Please rewrite the lines below with "Drop one marker" swapped for "Place a single marker" everywhere it occurs, keeping all else unchanged.

====== Dataset records ======

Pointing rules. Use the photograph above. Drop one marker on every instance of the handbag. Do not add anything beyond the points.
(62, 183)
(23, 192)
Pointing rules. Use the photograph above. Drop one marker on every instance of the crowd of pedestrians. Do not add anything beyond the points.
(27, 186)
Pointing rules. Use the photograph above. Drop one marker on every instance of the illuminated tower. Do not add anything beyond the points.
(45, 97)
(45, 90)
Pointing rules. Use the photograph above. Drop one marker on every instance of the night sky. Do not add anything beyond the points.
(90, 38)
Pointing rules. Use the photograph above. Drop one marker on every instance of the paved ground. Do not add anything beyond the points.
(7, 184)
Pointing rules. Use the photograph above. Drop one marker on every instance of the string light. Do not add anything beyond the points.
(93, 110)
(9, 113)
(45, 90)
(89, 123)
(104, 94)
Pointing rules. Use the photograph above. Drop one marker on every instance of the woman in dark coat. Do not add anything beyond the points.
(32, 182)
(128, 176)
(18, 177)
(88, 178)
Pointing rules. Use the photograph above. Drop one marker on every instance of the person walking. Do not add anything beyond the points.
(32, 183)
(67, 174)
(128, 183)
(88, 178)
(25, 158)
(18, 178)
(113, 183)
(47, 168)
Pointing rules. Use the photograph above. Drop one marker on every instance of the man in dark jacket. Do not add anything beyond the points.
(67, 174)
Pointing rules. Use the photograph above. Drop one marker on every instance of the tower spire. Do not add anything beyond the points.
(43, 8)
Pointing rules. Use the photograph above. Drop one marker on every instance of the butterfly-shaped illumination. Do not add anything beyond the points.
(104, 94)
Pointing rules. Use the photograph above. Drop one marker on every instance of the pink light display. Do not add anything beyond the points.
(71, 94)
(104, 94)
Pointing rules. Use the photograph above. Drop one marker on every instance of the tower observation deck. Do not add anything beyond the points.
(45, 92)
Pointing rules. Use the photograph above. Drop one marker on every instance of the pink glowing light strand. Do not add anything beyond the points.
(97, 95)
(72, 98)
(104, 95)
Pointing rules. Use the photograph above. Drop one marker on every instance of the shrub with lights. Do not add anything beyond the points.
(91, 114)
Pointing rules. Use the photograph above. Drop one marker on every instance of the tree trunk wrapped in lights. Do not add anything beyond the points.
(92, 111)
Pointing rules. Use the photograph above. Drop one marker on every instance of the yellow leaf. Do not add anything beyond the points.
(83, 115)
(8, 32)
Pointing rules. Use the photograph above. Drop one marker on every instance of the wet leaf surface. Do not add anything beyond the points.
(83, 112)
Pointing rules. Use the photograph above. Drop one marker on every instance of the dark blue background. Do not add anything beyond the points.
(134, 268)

======

**Result of this exercise**
Pointing rules. Use the photograph above. Place a single marker on every instance of the handbag. Do not add anything beyond the points.
(62, 183)
(23, 192)
Pointing rules. Use the photograph above. Place a single marker on every instance of the crowd of pedestrians. Do not add anything beyond the points.
(27, 186)
Pointing rules. Use the photograph above. Place a single marker on every instance of the illuminated tower. Do not add anything beyond the points.
(45, 97)
(45, 90)
Pointing rules. Use the photograph above. Place a single marker on every instance of the night sky. Do not add anything beyond the points.
(90, 38)
Pointing rules. Use the photograph above. Place a single marker on every instance of the paved ground. Do not add anything beyond the points.
(7, 184)
Pointing rules. Use the photograph above. Place a single marker on every instance of the string light. Do not add anything beyond the points.
(93, 110)
(9, 113)
(45, 90)
(89, 123)
(104, 94)
Pointing rules. Use the photograph above. Place a single marker on every instance of the woman in dark coat. Do not add anything beyond the points.
(32, 182)
(128, 176)
(18, 177)
(88, 178)
Pointing rules. Use the photograph above. Place a single marker on every instance of the person walking. Do not add anything beyond the points.
(32, 183)
(67, 174)
(128, 183)
(88, 178)
(25, 158)
(18, 178)
(113, 183)
(47, 168)
Pointing rules. Use the photograph above. Place a single marker on every instance of the man in dark jacket. Do not add anything beyond the points.
(67, 174)
Pointing rules. Use the photograph above. Place a single marker on every instance of the tower spire. Do not add anything beyond the points.
(43, 8)
Pointing rules. Use the photograph above. Place a single marker on every instance of the butterfly-shaped illumination. Do not add anything beyond the points.
(104, 94)
Pointing rules. Use the photograph above. Place a single marker on every instance of the pink light display. Do not add anything beyond the points.
(71, 94)
(104, 94)
Pointing rules. Use the photograph above. Place a single marker on every instance of the tower observation deck. Do not add anything beyond the points.
(45, 92)
Pointing rules. Use the photograph above. Place a single marker on every instance of the pink glowing light strand. Do not add anything beyond the points.
(97, 95)
(72, 98)
(104, 95)
Pointing rules. Use the photograph above. Place a single marker on every instance of the shrub with lights. Do not add anything beyond the points.
(91, 114)
Pointing rules. Use the photograph above. Place a single marker on every instance of the tree trunk wrapped in lights. Do not add anything beyond the points.
(92, 111)
Pointing rules. Use the photograph above. Place a single marker on every instance of the yellow leaf. Do not add anything beyond the points.
(83, 115)
(8, 32)
Pointing rules. Use the photograph above. Place a single marker on every instance of the wet leaf surface. Do not add anything beyond the points.
(83, 112)
Pointing rules. Use the photograph above. Place a single marker on every instance of the dark blue background. Do not add anything beyond the points.
(134, 268)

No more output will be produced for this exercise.